Set exercise a
Using the passage below on Greece, Turkey and the Aegean Sea, decide whether each statement agrees with it. Answer yes or no for each one, and quote the words of the passage that decide it. (i) Turkey claims that 132 islands and islets in the Aegean under Greek administration belong to Turkey. (ii) Turkey recognizes EU borders in the Aegean Sea. (iii) According to Turkey, the disputed territories are "grey zones."

The magnitude and gravity of the refugee crisis in Europe makes it imperative that both Greece and Turkey work together to find ways to avert refugee suffering and deaths, deal with security issues and fight human trafficking. However, Turkey must not be permitted to use the refugee crisis as a vehicle to assert sovereignty over Greek islands, waters, airspace and continental sea shelf. 

Recent commentary stemming from the European Union about joint patrols and cost guards in the Aegean Sea at best fail to recognise that Turkey continues to challenge and dispute the sovereignty of numerous Greek islands, islets and rocks in the Aegean Sea. According to Turkey, such territories have not been specifically ceded to Greece by way of international treaties and are "grey zones". In effect Turkey refuses to recognise EU borders in the Aegean Sea. 

Turkey continues to maintain that no agreement concerning the delimitation of maritime boundaries between the two countries exist in the Aegean Sea and as such these are territories without sovereignty and therefore stateless! 

Turkey has gone as far as to claim that 132 islands and islets in the Aegean, currently under Greek administration, belong to Turkey including five Greek inhabited islets in the proximity of Samos and the Dodecanese that have been under Greek administration since 1912 and 1947 respectively.

Set exercise b
Return each line of the records below that contains the word "water".

Data extracted from a collection
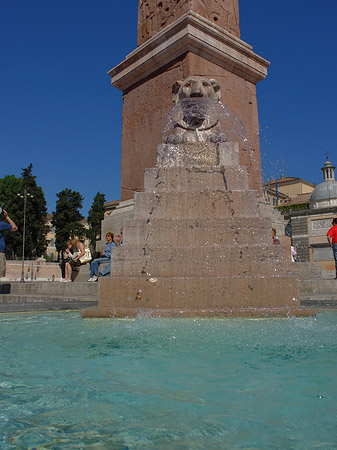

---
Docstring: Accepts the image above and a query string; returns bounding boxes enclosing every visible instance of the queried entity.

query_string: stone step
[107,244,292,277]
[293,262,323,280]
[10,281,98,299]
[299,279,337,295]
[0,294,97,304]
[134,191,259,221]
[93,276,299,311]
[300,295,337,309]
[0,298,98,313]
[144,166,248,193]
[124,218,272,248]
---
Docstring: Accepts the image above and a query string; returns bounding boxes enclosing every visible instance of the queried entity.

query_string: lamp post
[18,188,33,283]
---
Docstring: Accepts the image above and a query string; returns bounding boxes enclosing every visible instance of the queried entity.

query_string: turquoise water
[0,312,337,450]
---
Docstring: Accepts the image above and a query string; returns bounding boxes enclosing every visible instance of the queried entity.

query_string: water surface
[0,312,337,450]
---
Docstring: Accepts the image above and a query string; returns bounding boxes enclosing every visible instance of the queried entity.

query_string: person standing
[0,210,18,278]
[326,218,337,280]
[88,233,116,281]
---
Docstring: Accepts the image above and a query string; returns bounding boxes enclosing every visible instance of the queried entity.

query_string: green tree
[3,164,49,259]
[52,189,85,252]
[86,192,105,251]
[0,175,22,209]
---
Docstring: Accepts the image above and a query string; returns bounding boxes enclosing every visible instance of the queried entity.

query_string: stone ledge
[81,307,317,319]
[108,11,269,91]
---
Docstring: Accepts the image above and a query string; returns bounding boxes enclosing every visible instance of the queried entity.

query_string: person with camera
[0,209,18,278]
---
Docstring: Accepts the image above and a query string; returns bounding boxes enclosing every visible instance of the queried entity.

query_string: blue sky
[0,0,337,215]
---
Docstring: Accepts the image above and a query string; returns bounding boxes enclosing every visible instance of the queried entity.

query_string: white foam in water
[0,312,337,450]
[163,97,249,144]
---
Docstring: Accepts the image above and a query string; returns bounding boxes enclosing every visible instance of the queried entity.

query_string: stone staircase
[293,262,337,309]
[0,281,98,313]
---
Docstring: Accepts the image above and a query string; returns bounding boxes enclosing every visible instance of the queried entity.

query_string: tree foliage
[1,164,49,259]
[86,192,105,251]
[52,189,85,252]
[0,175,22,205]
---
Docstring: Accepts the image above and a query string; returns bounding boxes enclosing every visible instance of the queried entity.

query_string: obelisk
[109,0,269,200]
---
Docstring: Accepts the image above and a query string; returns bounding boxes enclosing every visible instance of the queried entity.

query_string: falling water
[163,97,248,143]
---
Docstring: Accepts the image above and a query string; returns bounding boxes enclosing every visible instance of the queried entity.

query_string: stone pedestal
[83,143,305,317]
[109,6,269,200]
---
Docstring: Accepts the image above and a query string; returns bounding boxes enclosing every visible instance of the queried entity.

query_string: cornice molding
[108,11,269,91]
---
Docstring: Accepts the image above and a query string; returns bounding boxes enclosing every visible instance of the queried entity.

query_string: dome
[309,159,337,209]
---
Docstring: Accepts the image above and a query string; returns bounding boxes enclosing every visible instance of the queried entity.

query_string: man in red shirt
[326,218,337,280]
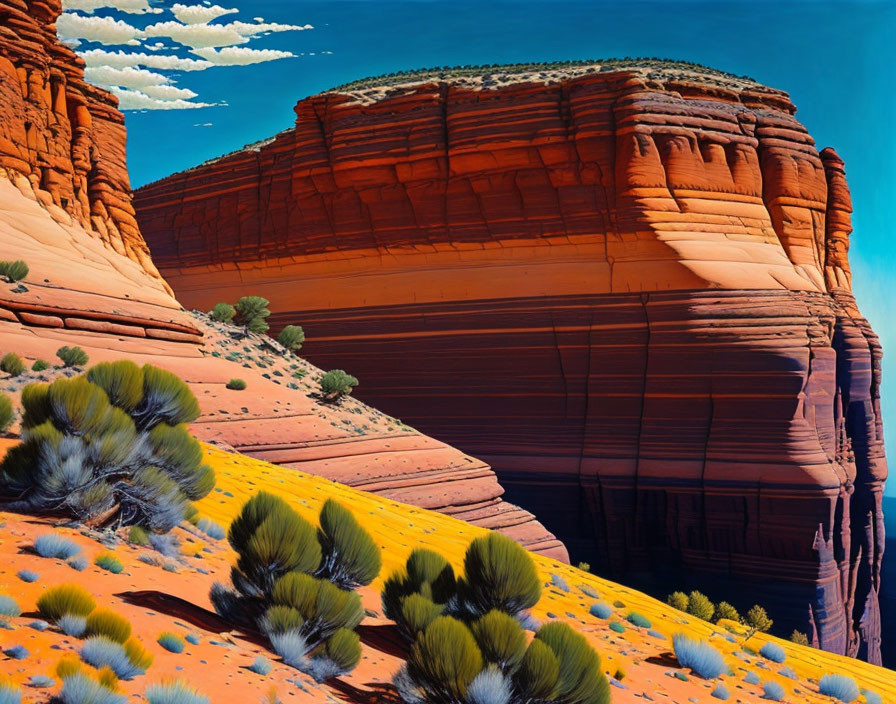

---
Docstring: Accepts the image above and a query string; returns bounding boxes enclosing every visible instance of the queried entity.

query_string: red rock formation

Full output a
(i) Yes: "Turkey has gone as far as to claim that 132 islands and islets in the Aegean, currently under Greek administration, belong to Turkey"
(ii) No: "In effect Turkey refuses to recognise EU borders in the Aegean Sea."
(iii) Yes: "According to Turkey, such territories have not been specifically ceded to Greece by way of international treaties and are "grey zones"."

Full output b
query_string: turquoise water
query_string: water surface
query_string: white foam in water
query_string: falling water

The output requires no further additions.